Restate the listing exactly.

____ Data

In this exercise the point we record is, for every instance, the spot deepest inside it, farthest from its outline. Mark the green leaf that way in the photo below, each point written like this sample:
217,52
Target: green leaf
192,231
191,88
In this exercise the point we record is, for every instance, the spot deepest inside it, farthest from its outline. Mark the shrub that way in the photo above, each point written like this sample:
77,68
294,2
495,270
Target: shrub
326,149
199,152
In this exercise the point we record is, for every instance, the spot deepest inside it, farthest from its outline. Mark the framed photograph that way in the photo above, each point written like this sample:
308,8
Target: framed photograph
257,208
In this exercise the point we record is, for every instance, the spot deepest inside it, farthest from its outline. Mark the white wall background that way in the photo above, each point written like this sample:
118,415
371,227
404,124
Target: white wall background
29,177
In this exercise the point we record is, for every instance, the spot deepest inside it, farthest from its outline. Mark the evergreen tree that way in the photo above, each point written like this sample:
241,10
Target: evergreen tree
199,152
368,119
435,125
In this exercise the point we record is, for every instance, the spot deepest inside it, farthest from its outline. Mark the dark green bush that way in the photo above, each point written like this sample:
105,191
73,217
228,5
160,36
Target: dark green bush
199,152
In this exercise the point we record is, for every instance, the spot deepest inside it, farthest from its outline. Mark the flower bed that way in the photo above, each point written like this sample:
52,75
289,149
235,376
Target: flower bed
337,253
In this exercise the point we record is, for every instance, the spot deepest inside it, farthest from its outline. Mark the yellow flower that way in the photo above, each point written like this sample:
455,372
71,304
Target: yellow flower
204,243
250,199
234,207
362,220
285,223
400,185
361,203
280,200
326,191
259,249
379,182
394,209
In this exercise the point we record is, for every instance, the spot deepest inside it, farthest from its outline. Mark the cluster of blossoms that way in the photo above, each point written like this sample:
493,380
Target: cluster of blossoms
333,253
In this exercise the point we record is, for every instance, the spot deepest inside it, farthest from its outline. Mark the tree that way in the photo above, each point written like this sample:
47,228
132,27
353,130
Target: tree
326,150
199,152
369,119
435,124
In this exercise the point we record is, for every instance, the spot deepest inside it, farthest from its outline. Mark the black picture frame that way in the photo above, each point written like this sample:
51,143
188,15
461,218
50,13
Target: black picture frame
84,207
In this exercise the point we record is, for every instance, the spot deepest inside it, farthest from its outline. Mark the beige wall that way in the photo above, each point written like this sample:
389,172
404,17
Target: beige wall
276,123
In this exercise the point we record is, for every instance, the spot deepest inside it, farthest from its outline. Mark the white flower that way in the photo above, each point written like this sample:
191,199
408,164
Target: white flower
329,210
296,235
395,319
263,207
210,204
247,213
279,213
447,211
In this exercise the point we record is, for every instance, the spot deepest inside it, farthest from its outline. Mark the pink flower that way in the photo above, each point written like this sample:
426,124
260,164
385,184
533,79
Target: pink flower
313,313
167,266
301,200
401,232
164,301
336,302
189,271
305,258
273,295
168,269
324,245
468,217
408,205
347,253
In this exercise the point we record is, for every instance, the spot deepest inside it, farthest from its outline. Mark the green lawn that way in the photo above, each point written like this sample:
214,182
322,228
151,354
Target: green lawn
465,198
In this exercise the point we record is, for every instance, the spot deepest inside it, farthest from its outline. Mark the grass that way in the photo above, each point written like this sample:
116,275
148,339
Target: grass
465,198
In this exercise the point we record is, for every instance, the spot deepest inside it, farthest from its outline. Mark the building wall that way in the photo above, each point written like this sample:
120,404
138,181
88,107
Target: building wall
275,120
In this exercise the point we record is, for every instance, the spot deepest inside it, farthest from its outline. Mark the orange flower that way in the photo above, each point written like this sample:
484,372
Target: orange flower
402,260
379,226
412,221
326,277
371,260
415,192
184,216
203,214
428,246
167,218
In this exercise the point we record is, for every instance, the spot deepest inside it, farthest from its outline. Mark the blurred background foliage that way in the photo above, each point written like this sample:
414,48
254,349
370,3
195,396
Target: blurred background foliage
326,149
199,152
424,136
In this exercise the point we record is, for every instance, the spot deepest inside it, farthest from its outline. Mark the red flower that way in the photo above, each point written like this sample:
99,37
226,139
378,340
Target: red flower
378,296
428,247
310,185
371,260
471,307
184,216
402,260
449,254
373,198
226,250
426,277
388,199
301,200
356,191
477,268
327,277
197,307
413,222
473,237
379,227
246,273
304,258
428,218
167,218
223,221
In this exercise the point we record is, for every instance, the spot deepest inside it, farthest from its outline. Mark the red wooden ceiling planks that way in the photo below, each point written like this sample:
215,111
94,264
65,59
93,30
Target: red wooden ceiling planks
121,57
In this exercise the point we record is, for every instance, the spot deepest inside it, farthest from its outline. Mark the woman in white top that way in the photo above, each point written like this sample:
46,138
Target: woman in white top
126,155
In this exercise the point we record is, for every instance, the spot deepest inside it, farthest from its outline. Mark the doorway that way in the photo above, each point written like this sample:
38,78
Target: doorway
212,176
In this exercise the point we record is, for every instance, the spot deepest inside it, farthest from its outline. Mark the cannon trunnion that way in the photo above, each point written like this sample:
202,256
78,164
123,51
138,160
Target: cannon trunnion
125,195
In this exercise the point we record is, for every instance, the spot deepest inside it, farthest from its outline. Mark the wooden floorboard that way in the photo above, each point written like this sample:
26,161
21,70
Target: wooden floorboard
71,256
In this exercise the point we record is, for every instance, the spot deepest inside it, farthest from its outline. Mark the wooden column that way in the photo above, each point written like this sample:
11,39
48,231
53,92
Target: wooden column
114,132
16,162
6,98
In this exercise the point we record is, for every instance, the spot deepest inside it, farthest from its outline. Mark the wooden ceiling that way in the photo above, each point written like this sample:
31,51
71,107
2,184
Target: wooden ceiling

________

__Solution for this task__.
In this exercise the point we record is, for every instance, the spot deepest inside it, farthest from its outline. Mark the green leaf that way in the photo below, each point written like this sample:
217,52
Target: green leaf
192,231
191,88
In this exercise the point we record is, for every instance, the spot deepest inside it, farthest from its outline. Mark the shrub that way in the photo above, each point written like this sample:
77,68
294,2
495,270
Target: shrub
326,149
199,152
In this exercise the point we record is, for every instance, the spot deepest inside it, farthest from its outline. Mark the framed photograph that way in the photo above, each point written like this sample:
308,8
Target: framed photograph
257,208
In this exercise the point we record is, for every instance, the spot deepest inside it, farthest from its outline. Mark the white wall background that way in the photo above, each point written like this sample:
118,415
371,227
404,124
Target: white wall background
29,177
In this exercise the point we record is, for every instance, the spot deepest inside it, farthest from its outline. Mark the evergreen tree that way in the photo above, each point written like this sample:
241,10
Target: evergreen tree
199,152
368,119
435,125
In this exercise the point we record is, for every instance, the spot deepest inside it, farthest from its outline. Mark the dark green bush that way in the photo above, each point written like this sample:
105,191
73,217
228,5
160,36
Target: dark green bush
199,152
In this exercise the point we record is, for every instance, the spot deepest inside it, farthest from its outline. Mark the flower bed that way in the photo above, each point written like this sample:
52,75
289,149
235,376
Target: flower bed
337,253
In this exercise the point we record is, for every instance, the spot deepest inside it, farthest from its outline. Mark the yellow flower that way in the photo above, each point written like this sample:
455,372
71,304
Target: yellow flower
204,243
250,199
234,207
362,220
285,223
400,185
361,203
280,200
326,191
259,249
379,182
394,209
In this exercise the point we record is, for every instance, the spot deepest inside it, farthest from its outline. Mark the cluster of blossoms that way in the photo above, each point written like this sample:
493,380
Target: cluster of blossoms
333,253
In this exercise the point we record is, for every instance, the spot deepest inside it, farthest from its outline. Mark the tree that way in the photo above, each point written like this sample:
47,228
132,27
353,130
Target: tree
326,150
199,152
369,119
435,124
In this exercise the point we record is, for every instance, the spot deepest inside it, farthest from its outline. Mark the black picture frame that way in the photo above, each point written like this sample:
51,143
188,15
461,218
50,13
Target: black picture frame
84,207
In this exercise the point we record is, for every instance, the spot deepest inside it, farthest from its outline. Mark the beige wall that way in the photo above, each point written like this sample:
389,172
404,17
Target: beige wall
276,123
In this exercise the point we record is, for every instance, the spot deepest inside it, farthest from its outline. Mark the white flower that way in the photo above, each point written like this sample:
191,199
408,164
Target: white flower
329,210
296,235
395,319
263,207
210,204
247,213
279,213
447,211
In this exercise the point we record is, for every instance, the spot deepest inside it, farthest from its outline. Mark the pink flower that way in the photo above, each point written like this sample:
426,124
260,164
385,184
533,79
Target: pink flower
313,313
167,266
301,200
401,232
164,301
336,302
189,271
305,258
273,295
168,269
324,245
468,217
408,205
347,253
In this exercise the point we record is, for every instance, the spot deepest inside it, farthest from its outline. Mark the green lawn that way in the photo above, each point written like this sample:
214,182
322,228
151,354
Target: green lawn
465,198
In this exercise the point we record is, for every instance, the spot deepest inside it, farthest from its outline. Mark the grass that way in the photo above, each point written like this sample:
116,275
148,339
Target: grass
465,198
In this exercise the point we record is, for every instance, the spot deepest inside it, farthest from its outline. Mark the building wall that way in the photo above, each point written like this sample:
120,404
138,181
88,107
Target: building wall
275,120
In this exercise the point we record is, for every instance, the spot deepest inside it, farthest from its outline. Mark the orange flower that way in the photo above, each point written like this sample:
484,372
Target: orange flower
402,260
379,226
412,221
326,277
371,260
415,192
184,216
203,214
428,246
167,218
In this exercise the point we record is, for every instance, the spot deepest inside it, farthest from its outline. Mark the blurred background foliage that way in the photo above, each point written like this sample:
414,48
254,349
370,3
195,396
Target: blurred background foliage
326,149
199,152
424,136
In this exercise the point we record is, for every instance, the spot deepest inside it, farthest from its outline. Mark the red flower that way in the photo above, each point written like this sample:
99,37
226,139
378,340
Target: red flower
378,296
428,247
310,185
371,260
471,307
184,216
402,260
449,254
373,198
226,250
426,277
388,199
301,200
356,191
477,268
327,277
197,307
413,222
473,237
379,227
246,273
304,258
428,218
167,218
223,221
In this exercise the point we record is, for every instance, the spot deepest inside it, farthest from its outline. Mark the red wooden ceiling planks that way in the photo below, each point written like this sample:
215,111
94,264
65,59
93,30
Target: red wooden ceiling planks
121,57
In this exercise the point we record is, for every instance, the spot deepest inside it, farthest from its outline. Mark the woman in white top that way in the photo above, each point written like this sample:
46,138
Target: woman in white top
126,155
In this exercise the point we record is, for every instance, the spot deepest inside it, farthest from its outline. Mark the doorway that way in the photo above, each point written like this sample:
38,78
Target: doorway
212,176
In this exercise the point we record is, for every instance, the spot deepest inside it, farthest from its outline. Mark the cannon trunnion that way in the photo above, each point written like this sample:
202,256
78,164
123,51
138,160
Target: cannon trunnion
125,195
In this exercise the point we record is, for every instance, the spot deepest inside it, farthest from its outline. Mark the wooden floorboard that way in the photo above, each point written like this sample:
26,161
21,70
Target: wooden floorboard
71,256
In this exercise the point we record is, for every instance, the spot deepest inside it, farthest from its outline. Mark the wooden column that way in the photo above, each point written like this sample:
11,39
48,231
53,92
Target: wooden column
114,132
16,162
6,98
In this exercise the point we record is, for every instance, the spot deepest inside it, farthest from its outline. Mark the wooden ceiling that way in the photo above, each point written like this sample:
31,51
71,107
2,184
Target: wooden ceiling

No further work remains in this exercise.